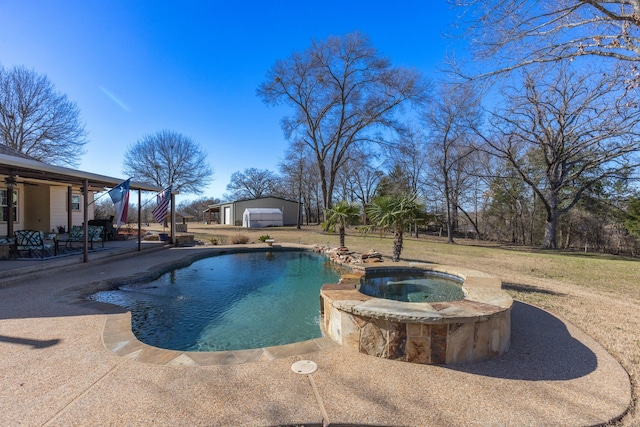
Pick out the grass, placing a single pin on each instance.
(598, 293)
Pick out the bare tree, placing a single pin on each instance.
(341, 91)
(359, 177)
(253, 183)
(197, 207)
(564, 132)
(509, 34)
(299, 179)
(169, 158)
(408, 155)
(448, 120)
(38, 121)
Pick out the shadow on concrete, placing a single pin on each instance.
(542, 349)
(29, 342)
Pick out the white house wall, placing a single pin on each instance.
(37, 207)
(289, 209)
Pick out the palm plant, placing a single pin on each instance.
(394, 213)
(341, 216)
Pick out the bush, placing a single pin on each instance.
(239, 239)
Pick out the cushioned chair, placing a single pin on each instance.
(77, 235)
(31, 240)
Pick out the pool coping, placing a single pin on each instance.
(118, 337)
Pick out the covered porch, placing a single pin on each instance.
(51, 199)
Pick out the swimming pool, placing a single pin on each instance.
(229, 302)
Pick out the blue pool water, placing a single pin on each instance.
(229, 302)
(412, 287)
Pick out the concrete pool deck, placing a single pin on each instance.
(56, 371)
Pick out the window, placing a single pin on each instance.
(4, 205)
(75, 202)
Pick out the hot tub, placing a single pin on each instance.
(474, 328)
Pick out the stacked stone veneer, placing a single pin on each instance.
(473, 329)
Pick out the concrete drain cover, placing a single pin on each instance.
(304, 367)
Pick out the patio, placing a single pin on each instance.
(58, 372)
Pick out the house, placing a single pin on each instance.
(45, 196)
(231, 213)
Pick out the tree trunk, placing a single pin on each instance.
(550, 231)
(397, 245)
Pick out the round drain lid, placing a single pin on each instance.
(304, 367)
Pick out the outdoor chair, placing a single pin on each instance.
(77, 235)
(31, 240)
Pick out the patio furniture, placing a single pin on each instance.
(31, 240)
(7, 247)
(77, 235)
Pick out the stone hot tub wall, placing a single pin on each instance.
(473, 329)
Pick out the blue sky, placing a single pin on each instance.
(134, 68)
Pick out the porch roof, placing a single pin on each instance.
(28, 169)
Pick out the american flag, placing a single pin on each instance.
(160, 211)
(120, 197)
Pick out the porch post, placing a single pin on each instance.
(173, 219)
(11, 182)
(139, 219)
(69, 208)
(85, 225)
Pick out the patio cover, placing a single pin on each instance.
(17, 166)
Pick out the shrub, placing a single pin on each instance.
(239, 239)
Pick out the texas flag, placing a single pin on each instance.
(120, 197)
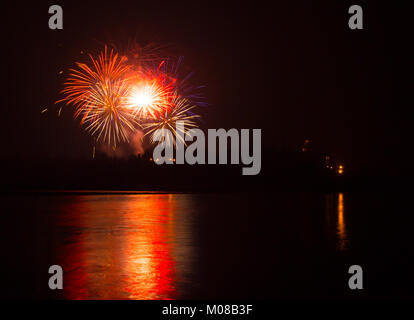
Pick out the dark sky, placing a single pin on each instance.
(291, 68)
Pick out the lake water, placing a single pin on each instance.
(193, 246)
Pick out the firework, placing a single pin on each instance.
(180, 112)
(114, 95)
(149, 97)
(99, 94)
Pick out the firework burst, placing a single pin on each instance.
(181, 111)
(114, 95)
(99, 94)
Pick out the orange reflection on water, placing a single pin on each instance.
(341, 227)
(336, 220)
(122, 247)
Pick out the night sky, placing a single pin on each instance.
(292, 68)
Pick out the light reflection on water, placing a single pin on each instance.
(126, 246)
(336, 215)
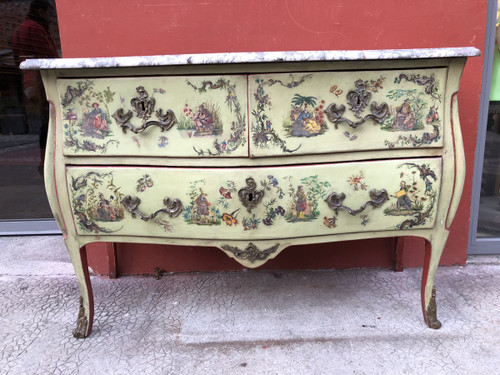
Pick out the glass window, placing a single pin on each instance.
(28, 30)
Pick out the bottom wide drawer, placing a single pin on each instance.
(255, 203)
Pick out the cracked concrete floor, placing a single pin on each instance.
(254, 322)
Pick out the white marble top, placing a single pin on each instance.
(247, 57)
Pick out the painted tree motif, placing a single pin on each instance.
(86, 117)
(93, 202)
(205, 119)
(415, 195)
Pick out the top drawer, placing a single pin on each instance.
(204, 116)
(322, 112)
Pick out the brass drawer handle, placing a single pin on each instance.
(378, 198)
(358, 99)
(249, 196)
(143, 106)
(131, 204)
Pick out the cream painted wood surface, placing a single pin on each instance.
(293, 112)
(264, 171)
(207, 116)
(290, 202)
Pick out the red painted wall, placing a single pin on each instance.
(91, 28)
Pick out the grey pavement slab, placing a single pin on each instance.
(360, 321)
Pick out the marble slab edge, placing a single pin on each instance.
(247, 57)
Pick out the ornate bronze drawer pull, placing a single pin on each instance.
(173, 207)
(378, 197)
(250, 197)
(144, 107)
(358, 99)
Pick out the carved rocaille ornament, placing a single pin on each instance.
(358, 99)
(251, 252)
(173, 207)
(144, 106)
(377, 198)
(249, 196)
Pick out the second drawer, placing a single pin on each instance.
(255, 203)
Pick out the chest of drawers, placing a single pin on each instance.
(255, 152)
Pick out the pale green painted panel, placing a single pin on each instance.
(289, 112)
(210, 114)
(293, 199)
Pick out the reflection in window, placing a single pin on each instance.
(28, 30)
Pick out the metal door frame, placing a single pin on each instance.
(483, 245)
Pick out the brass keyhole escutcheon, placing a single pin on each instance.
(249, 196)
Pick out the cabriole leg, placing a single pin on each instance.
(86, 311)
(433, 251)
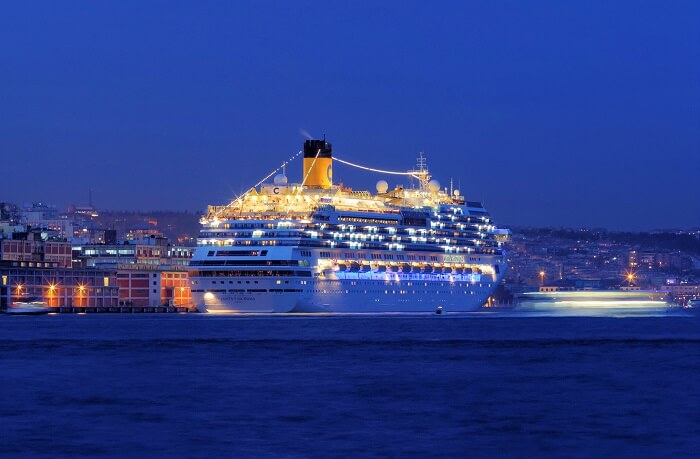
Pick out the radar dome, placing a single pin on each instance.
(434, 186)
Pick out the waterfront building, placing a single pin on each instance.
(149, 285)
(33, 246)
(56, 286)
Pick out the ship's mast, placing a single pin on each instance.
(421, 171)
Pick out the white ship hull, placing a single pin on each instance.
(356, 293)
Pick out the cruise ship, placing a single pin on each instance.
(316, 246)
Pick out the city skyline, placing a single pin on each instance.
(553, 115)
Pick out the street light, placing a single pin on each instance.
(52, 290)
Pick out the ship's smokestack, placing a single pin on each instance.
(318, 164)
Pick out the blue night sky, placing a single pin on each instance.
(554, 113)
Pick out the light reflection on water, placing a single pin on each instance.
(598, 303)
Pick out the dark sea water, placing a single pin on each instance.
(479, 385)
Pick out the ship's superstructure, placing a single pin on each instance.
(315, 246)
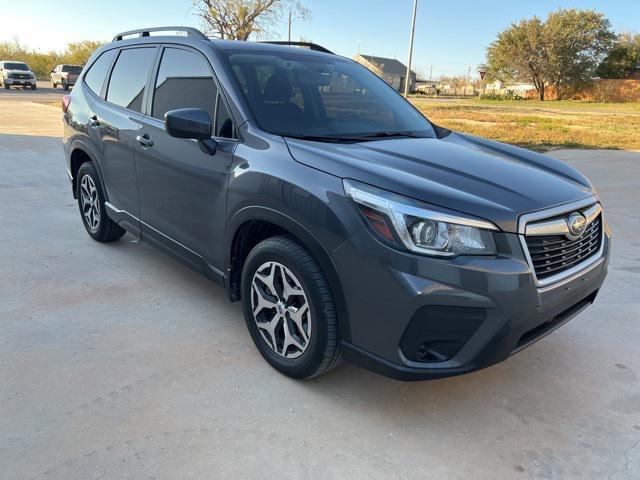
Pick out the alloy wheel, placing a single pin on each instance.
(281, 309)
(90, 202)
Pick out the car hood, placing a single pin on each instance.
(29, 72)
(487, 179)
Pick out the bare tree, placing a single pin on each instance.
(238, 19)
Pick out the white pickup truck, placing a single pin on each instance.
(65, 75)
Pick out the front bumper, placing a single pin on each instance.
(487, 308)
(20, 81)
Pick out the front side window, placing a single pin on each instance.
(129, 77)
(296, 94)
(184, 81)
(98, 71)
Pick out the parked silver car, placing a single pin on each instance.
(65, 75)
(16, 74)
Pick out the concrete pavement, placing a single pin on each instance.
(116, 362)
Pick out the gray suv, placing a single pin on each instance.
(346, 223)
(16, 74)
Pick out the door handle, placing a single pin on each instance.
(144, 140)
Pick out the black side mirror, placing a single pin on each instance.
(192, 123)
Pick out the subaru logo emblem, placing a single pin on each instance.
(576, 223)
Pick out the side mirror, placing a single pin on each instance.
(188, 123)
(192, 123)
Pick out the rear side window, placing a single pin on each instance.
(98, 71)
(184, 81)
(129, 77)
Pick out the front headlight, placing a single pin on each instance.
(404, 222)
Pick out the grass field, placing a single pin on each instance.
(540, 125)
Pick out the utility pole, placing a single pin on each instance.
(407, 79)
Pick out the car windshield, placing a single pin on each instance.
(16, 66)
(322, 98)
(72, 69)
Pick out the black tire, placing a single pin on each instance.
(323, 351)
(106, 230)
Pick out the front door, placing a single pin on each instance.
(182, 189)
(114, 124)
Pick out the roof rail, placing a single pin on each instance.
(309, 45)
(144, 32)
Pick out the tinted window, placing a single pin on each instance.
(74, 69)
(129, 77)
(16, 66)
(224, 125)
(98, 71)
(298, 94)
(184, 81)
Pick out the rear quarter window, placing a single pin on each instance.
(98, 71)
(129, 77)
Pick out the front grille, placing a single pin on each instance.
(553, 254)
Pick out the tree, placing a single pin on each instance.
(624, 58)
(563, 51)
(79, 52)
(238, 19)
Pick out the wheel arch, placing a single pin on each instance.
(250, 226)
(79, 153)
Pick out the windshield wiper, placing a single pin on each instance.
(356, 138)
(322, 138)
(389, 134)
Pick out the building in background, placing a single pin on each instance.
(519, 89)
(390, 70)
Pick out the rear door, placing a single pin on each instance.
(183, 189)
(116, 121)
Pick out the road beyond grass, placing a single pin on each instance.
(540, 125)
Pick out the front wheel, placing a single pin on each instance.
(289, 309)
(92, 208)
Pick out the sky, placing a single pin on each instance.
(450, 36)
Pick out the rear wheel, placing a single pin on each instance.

◆ ◆ ◆

* _SET EXERCISE_
Copy out every line from the one containing "Pick out the front wheel, placing" down to the last line of the rows, both included, without changing anything.

* _RESULT OF THE TASK_
Pick out the front wheel, placing a single pin on each instance.
(289, 309)
(92, 208)
Pick out the sky, placing a single pin on each instance.
(450, 36)
Pick out the rear wheel, placing a single pin on each instance.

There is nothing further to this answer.